Text section -
------------------------

State v. Rodriguez

*283De MUNIZ, J.

Defendant appeals judgments of convictions on two counts of delivering a controlled substance. ORS 475.992(1). He claims that the trial court erred by denying his motion to suppress tape recorded conversations between himself and an undercover agent. He also contends that the court erroneously limited his cross-examination of the state’s witnesses. We reverse and remand.

Officer Coggins, of the Woodburn Police Department, testified that, in October, 1990, he hired Kopp to perform “undercover services.” On October 12, Coggins, Kopp and Officer Weaver planned a “controlled buy” in downtown Woodburn. Before the buy, Weaver searched Kopp to make sure that he was not carrying any contraband and then gave him $40 with which to make the purchase. Coggins hid inside a building and watched Kopp as he walked up to a group of people and contacted defendant. Coggins saw “an exchange of items” between defendant and Kopp, and he photographed the event. After the exchange, Kopp gave Weaver a bindle containing cocaine. Weaver testified that Kopp had been outfitted with a body wire to record the conversation between Kopp and defendant during the transaction. On October 13, Coggins and Kopp planned another controlled buy from defendant. Officer Collins searched Kopp and gave him $40. Again, Kopp wore a body wire. Kopp testified that he made another cocaine purchase from defendant.

On the day of trial, defense counsel orally made a motion in limine to exclude the body wire tapes and any evidence that was derived from them. The court denied the motion on the ground that a written motion to suppress was the only proper method for challenging the body wire evidence. Defendant contends that the tapes should have been suppressed, because the police did not obtain an ex parte order authorizing the use of the body wire, and the failure to obtain an order was not excused by exigent circumstances or probable cause to believe that defendant was about to commit a drug felony.1 The issue is whether defendant can challenge, *284by an oral motion in limine, the lawfulness of the body wire evidence.

ORS 133.736 establishes the procedure for challenging the introduction of conversations obtained under ORS 165.540(5)(a). It provides, in part:

“(1) Any aggrieved person * * * may move to suppress under ORS 41.910 recordings of any conversation obtained under ORS 165.540(5)(a), or the testimony of any individual not a party thereto regarding any conversation obtained under ORS 165.540(5)(a).
“ (2) Such motion shall be made before the trial, * * *. If the motion is granted, the judge, upon the filing of such motion, by the aggrieved person, may in the judge’s discretion make available to the aggrieved person or the person’s counsel for inspection such portions of the intercepted communications or evidence derived therefrom as the judge determines to be in the interest of justice.” (Emphasis supplied.)

ORS 41.910(2) provides:

“Evidence made inadmissible * * * due to noncompliance by a law enforcement officer with the conditions of ORS *285165.540(5)(a) shall only be inadmissible under this section pursuant to a motion to suppress under ORS 133.736.”

------------------------

Material -

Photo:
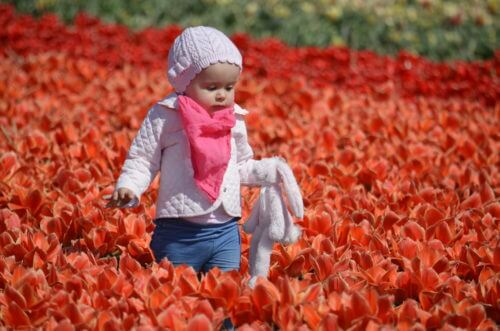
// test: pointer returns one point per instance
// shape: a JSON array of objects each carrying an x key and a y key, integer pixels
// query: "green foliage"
[{"x": 440, "y": 30}]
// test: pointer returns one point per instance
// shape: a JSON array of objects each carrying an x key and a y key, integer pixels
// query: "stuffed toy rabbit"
[{"x": 270, "y": 221}]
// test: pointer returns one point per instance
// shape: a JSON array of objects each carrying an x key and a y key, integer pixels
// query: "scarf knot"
[{"x": 209, "y": 137}]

------------------------

Aim A - Extract the passage of the court opinion from "On the day of" up to and including "of the body wire evidence.", word for word.
Aim B - Reproduce every line of the listing, requests included, adding 87 to each x and y coordinate in the answers, and leave the pictures out.
The listing has no connection to the court opinion.

Exercise output A -
On the day of trial, defense counsel orally made a motion in limine to exclude the body wire tapes and any evidence that was derived from them. The court denied the motion on the ground that a written motion to suppress was the only proper method for challenging the body wire evidence. Defendant contends that the tapes should have been suppressed, because the police did not obtain an ex parte order authorizing the use of the body wire, and the failure to obtain an order was not excused by exigent circumstances or probable cause to believe that defendant was about to commit a drug felony.1 The issue is whether defendant can challenge, *284by an oral motion in limine, the lawfulness of the body wire evidence.

Exercise output B -
Photo:
// test: pointer returns one point per instance
// shape: a JSON array of objects each carrying an x key and a y key, integer pixels
// query: "green foliage"
[{"x": 527, "y": 117}]
// test: pointer returns one point per instance
// shape: a JSON array of objects each carrying an x key and a y key, integer pixels
// query: "stuffed toy rabbit"
[{"x": 357, "y": 308}]
// test: pointer returns one point per instance
// shape: a JSON array of objects each carrying an x key and a y key, integer pixels
// query: "scarf knot"
[{"x": 296, "y": 224}]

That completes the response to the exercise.